● **WHAT THIS TASK INVOLVES**:
Rewrite the lines starting with the line that contains "In the photo above, where exactly is the water" and going on through the line that contains "(0, 287), (620, 411)", with 68 added to every coordinate in the answers.

● **STORED RECORDS**:

[START]

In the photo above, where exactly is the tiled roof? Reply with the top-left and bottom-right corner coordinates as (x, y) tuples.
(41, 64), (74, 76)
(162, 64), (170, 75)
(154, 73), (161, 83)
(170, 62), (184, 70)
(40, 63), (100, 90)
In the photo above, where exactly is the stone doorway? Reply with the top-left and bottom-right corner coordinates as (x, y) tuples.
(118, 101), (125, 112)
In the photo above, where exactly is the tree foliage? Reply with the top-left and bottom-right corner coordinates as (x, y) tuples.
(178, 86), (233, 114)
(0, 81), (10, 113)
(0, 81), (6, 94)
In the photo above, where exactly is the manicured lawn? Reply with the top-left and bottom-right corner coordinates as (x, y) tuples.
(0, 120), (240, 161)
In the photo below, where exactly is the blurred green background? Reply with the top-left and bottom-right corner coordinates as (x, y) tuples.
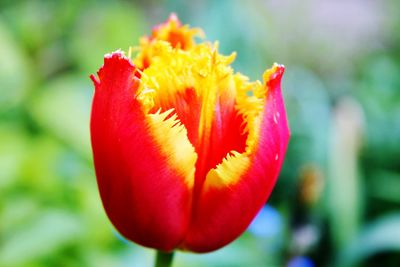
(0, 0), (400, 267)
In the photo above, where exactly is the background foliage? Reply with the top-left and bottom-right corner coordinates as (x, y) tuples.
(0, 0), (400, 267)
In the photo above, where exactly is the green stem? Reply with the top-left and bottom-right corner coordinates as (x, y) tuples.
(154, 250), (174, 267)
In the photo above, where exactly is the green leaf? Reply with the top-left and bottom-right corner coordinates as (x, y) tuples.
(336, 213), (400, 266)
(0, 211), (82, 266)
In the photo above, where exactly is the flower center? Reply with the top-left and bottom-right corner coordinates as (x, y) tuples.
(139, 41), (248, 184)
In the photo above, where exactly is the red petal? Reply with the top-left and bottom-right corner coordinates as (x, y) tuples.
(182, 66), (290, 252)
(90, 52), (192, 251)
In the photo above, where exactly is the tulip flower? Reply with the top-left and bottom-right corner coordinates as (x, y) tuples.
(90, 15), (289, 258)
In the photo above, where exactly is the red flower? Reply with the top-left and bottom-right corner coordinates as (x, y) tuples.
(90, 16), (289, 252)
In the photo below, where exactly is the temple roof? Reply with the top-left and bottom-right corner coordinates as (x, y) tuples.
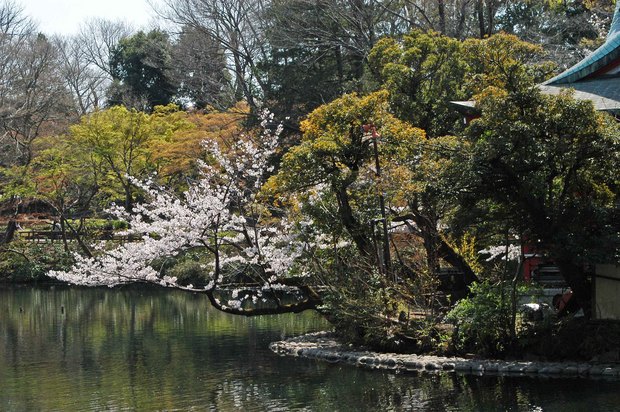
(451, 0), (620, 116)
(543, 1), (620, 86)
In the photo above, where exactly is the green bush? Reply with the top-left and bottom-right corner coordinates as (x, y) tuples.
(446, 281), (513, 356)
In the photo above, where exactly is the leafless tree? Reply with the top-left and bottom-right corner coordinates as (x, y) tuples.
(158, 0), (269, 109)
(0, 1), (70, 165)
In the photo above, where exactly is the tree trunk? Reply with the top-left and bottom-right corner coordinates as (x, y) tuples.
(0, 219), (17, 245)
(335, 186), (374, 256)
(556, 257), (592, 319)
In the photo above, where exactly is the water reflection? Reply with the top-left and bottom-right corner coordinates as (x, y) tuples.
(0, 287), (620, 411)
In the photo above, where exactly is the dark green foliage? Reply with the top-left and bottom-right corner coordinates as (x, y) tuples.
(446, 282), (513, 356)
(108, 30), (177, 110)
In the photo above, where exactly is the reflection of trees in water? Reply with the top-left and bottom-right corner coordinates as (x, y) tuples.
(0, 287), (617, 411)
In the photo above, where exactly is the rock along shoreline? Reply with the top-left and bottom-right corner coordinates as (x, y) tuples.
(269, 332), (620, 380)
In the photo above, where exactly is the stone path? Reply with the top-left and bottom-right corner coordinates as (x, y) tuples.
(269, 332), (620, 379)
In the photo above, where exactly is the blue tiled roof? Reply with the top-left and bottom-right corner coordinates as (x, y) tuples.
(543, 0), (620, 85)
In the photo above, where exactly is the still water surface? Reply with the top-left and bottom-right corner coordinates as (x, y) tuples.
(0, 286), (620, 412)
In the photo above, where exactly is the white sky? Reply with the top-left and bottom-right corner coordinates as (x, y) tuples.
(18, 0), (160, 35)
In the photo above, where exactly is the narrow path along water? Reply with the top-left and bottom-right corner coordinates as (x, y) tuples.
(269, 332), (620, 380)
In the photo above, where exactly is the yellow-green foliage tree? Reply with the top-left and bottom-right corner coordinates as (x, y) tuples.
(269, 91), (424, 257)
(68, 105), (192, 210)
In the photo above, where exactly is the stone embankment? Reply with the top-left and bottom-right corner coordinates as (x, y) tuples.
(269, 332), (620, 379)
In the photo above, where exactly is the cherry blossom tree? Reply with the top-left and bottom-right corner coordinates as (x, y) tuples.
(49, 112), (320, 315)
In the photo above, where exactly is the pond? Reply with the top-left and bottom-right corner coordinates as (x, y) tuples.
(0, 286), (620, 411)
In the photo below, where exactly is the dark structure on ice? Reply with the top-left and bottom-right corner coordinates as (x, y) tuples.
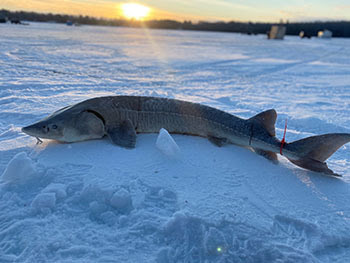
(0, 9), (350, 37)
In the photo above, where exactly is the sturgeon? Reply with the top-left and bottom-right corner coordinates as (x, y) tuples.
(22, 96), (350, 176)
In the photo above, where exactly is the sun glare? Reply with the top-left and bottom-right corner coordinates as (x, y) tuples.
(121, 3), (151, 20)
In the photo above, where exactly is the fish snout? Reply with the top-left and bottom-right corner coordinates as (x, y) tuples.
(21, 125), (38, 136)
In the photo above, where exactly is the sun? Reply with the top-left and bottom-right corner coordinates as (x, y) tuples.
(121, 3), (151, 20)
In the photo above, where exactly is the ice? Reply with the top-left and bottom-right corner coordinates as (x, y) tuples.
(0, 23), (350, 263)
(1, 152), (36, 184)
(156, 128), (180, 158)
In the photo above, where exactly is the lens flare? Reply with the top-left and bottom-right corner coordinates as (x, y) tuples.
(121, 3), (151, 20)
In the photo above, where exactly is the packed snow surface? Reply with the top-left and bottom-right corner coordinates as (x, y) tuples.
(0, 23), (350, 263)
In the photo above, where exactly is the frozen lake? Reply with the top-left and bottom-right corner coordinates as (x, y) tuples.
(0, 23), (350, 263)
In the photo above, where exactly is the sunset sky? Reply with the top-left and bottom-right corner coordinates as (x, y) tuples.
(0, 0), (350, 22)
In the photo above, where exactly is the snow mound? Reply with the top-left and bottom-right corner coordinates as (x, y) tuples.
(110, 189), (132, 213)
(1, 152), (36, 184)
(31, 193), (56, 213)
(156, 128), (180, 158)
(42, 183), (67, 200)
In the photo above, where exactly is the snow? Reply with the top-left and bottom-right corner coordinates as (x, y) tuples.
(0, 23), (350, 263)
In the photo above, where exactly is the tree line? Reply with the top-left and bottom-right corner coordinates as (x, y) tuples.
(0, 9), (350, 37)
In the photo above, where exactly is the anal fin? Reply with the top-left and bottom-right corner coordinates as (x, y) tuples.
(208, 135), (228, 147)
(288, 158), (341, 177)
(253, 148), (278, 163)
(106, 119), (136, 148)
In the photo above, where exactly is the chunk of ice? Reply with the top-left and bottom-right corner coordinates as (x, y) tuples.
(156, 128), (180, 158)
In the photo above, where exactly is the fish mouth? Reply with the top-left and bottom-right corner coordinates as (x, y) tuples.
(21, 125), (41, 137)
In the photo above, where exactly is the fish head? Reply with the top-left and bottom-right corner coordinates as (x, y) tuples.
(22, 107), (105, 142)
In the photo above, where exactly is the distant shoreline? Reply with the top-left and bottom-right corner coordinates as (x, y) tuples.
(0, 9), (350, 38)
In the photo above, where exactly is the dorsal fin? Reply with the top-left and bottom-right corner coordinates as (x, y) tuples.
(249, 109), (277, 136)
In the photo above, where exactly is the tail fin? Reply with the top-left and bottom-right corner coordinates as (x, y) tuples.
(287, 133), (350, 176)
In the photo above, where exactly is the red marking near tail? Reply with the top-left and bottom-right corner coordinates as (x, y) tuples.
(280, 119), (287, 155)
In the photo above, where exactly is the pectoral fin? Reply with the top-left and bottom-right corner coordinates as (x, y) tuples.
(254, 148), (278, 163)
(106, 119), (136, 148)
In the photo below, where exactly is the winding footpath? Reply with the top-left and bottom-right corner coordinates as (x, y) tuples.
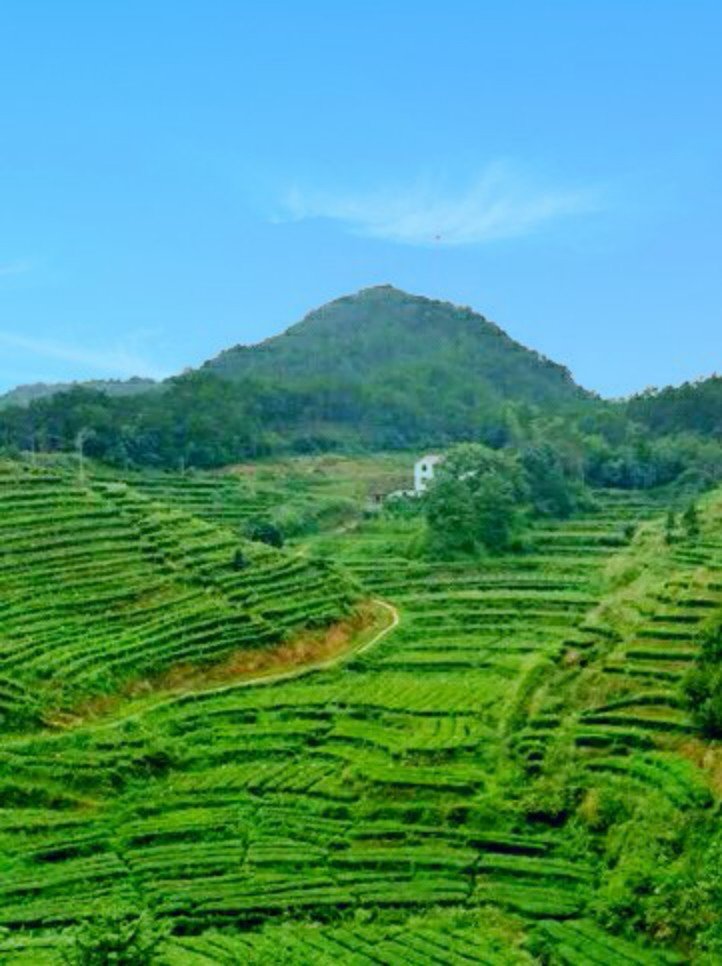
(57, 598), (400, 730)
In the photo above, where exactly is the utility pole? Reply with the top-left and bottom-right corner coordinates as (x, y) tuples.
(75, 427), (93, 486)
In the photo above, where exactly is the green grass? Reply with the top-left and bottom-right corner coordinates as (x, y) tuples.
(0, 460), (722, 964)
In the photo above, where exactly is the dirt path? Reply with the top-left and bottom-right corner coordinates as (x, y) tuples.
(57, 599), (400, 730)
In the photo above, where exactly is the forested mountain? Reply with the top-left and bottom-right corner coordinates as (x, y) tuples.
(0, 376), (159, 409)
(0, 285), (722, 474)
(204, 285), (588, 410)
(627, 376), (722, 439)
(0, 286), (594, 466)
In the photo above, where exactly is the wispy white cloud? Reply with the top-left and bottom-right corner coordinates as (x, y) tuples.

[END]
[START]

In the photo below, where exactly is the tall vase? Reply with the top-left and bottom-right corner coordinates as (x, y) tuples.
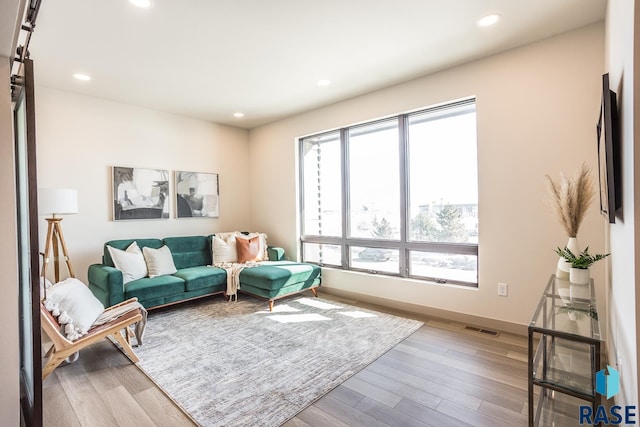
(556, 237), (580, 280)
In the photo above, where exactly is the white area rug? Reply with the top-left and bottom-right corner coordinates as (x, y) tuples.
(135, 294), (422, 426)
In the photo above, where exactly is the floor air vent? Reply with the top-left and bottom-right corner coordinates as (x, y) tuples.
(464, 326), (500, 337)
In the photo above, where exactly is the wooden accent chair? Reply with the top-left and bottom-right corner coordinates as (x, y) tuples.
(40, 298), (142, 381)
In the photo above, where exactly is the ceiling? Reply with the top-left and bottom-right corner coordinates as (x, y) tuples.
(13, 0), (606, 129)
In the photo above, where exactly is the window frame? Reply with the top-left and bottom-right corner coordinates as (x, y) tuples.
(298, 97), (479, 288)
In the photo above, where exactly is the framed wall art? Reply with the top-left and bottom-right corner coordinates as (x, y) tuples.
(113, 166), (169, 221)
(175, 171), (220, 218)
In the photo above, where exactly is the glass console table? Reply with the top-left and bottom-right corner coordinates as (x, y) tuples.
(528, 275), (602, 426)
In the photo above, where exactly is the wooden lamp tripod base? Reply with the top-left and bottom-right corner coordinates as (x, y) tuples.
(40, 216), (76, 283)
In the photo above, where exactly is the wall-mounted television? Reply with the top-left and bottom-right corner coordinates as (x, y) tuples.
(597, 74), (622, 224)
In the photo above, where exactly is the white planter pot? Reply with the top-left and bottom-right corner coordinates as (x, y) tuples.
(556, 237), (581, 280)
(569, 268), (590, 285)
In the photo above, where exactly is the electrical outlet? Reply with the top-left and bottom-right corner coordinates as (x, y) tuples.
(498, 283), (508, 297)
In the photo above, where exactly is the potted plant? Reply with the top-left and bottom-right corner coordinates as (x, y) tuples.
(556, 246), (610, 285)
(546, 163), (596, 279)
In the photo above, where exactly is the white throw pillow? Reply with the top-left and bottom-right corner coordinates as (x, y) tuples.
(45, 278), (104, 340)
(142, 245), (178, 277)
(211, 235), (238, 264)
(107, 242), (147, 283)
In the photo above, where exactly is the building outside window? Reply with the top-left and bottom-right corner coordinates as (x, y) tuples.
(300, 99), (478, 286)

[END]

● **OUTPUT OF THE TASK**:
In the photo above, where exactly is the water reflection? Reply with the top-left and bottom-right corner coordinates as (x, y) tuples.
(68, 355), (688, 479)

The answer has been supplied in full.